◆ What you are asked to do
Give back all the entries below. Omit none of them.

◆ Entries supplied
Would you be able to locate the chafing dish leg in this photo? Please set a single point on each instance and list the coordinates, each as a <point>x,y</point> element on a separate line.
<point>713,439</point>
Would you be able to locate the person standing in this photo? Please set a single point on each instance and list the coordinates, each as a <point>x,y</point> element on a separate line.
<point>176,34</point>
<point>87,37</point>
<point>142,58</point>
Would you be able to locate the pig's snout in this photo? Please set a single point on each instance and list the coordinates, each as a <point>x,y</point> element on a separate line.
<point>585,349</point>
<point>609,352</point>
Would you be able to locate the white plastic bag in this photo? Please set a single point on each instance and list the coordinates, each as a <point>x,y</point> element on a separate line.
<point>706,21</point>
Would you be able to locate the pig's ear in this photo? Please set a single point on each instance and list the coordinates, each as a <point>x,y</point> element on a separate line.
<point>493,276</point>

◆ Exercise response
Would you be able to locate the chafing dish leg in this photo? Please set a single point on each instance and list the coordinates, each as a <point>x,y</point> element on a separate line.
<point>713,439</point>
Would you be able to locate the person standing in this photo? Please set a single point on each instance and list the coordinates, each as a <point>x,y</point> element on a separate line.
<point>176,34</point>
<point>87,37</point>
<point>142,58</point>
Would you be able to locate the pig's snout in this photo? Please set a single point on each instance and list the coordinates, each as a <point>x,y</point> element on a separate line.
<point>585,349</point>
<point>609,352</point>
Would you be able to locate the white plastic bag in this photo? Please set a single point on each instance and list the coordinates, each as a <point>x,y</point> element on a separate line.
<point>706,21</point>
Would you be able to locate the pig's ear in this photo? Please set a single point on each instance and list the coordinates, each as a <point>x,y</point> element on a separate line.
<point>493,276</point>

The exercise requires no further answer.